[[ Input, beginning ]]

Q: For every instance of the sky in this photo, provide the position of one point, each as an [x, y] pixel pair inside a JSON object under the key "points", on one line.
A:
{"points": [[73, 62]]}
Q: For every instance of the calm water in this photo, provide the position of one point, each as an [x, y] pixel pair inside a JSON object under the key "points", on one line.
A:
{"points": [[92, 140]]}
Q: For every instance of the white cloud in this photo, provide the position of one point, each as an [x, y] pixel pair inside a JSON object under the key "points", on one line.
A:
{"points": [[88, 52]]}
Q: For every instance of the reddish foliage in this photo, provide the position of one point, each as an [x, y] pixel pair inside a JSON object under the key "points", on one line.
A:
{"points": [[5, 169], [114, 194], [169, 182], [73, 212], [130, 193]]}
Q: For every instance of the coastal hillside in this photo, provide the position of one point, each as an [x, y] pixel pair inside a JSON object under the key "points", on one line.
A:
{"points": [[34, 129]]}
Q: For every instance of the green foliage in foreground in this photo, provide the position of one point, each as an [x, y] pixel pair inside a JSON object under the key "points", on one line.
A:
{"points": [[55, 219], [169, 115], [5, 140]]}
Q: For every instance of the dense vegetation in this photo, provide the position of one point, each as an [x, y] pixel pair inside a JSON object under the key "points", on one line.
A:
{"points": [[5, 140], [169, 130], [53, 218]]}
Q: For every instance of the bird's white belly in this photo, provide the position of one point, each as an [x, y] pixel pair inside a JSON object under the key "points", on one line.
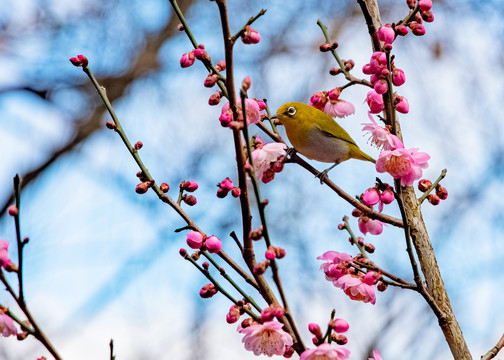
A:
{"points": [[321, 147]]}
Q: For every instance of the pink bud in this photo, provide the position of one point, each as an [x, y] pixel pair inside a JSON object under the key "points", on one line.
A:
{"points": [[398, 77], [315, 330], [387, 196], [13, 210], [402, 104], [371, 196], [425, 5], [246, 82], [194, 240], [210, 80], [213, 244], [250, 36], [164, 187], [375, 102], [187, 59], [236, 191], [221, 65], [226, 184], [189, 200], [208, 291], [214, 99], [189, 185], [340, 325], [386, 34], [381, 86], [417, 28]]}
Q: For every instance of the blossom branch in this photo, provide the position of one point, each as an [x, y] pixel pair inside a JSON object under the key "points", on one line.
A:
{"points": [[495, 350], [433, 186]]}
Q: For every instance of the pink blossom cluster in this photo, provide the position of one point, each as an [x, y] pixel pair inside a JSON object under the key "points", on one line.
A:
{"points": [[268, 338], [253, 113], [196, 240], [401, 163], [330, 103], [268, 159], [356, 285]]}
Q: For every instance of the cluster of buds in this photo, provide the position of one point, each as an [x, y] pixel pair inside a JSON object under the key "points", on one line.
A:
{"points": [[79, 60], [198, 241], [441, 192], [330, 103], [225, 186]]}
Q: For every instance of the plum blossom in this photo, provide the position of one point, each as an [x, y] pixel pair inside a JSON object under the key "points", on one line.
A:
{"points": [[7, 327], [376, 356], [406, 164], [357, 288], [325, 352], [268, 338], [264, 155], [381, 137]]}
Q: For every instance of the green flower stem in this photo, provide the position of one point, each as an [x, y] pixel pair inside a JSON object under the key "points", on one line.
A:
{"points": [[208, 64], [433, 186], [226, 276], [250, 22], [220, 288]]}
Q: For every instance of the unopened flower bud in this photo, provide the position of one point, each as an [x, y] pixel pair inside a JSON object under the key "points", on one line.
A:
{"points": [[325, 47], [315, 330], [189, 200], [236, 191], [246, 82], [221, 65], [208, 291], [164, 187], [13, 210], [260, 268], [189, 186], [424, 185], [340, 325], [369, 248], [441, 192], [213, 244]]}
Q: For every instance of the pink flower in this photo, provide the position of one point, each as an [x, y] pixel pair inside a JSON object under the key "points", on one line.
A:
{"points": [[213, 244], [376, 356], [386, 34], [325, 352], [4, 253], [402, 104], [381, 137], [406, 164], [187, 59], [7, 327], [368, 225], [268, 338], [339, 108], [356, 288], [336, 265], [398, 77], [263, 156], [253, 115], [194, 240], [250, 36], [319, 99], [375, 102], [340, 325]]}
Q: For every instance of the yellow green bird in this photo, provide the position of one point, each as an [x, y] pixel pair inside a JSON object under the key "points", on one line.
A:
{"points": [[317, 136]]}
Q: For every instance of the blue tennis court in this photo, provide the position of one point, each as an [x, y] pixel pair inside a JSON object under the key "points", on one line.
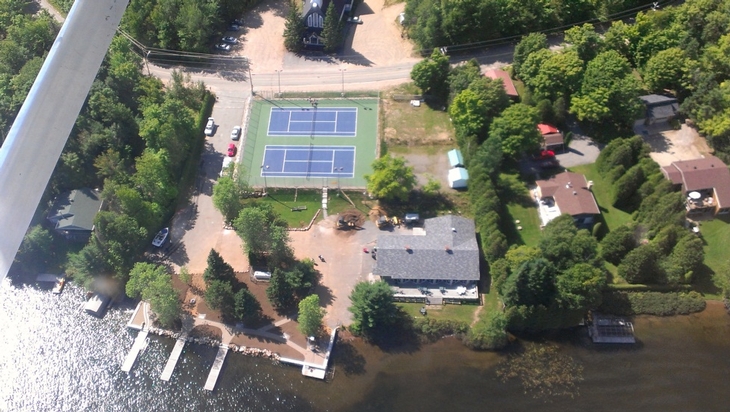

[[ Input, end ]]

▶ [Exercise details] Give again, exactly as written, every line from the first one above through the line that has "Q: For every instance of the bird's" in it.

▶ [Exercise answer]
Q: For every instance of the sky in this photo, provide the position of one point, each as an [x, y] pixel pair inside a JSON object under the key "points", on one line.
A:
{"points": [[73, 62]]}
Q: For every instance of the calm water in this photo, provide the position of one point, each as an [x, y] pixel pair inside a JSON object under the key "points", on one line.
A:
{"points": [[92, 140]]}
Q: For every instance of the white cloud in this photo, provide the position of one point, each as an [x, y] pixel pair inside a JSON object under the key "points", on one line.
A:
{"points": [[88, 52]]}
Q: For every instance of the reddish foliage in this photo, provide the position of one point, each as an [x, y] pixel pair inside a JSON object under the key "points", on one line.
A:
{"points": [[5, 169], [114, 194], [169, 182], [73, 212], [130, 193]]}
Q: For every instance of the coastal hillside in this photo, provide the position of one point, each as an [x, y] pixel pair inside a JSON object under the key "points", on one line.
A:
{"points": [[34, 129]]}
Q: For every instance of the green foliage in foreground in this photo, provide the position of one point, each as an [x, y] pixel pair inside a JSON object under the key "points", on one line.
A:
{"points": [[55, 219], [169, 115], [5, 140]]}
Q: For every instance of the dense vegetation in this photo, provide the position of one point, each as an [x, y] pixel pair inside a JSON object under the key "points", on one line.
A:
{"points": [[5, 140], [169, 130], [53, 218]]}
Q: For every instance of the bird's white belly in this photo, provide the position of one point, each as an [x, y] pixel pair inside a JSON object under the key "points", on one line.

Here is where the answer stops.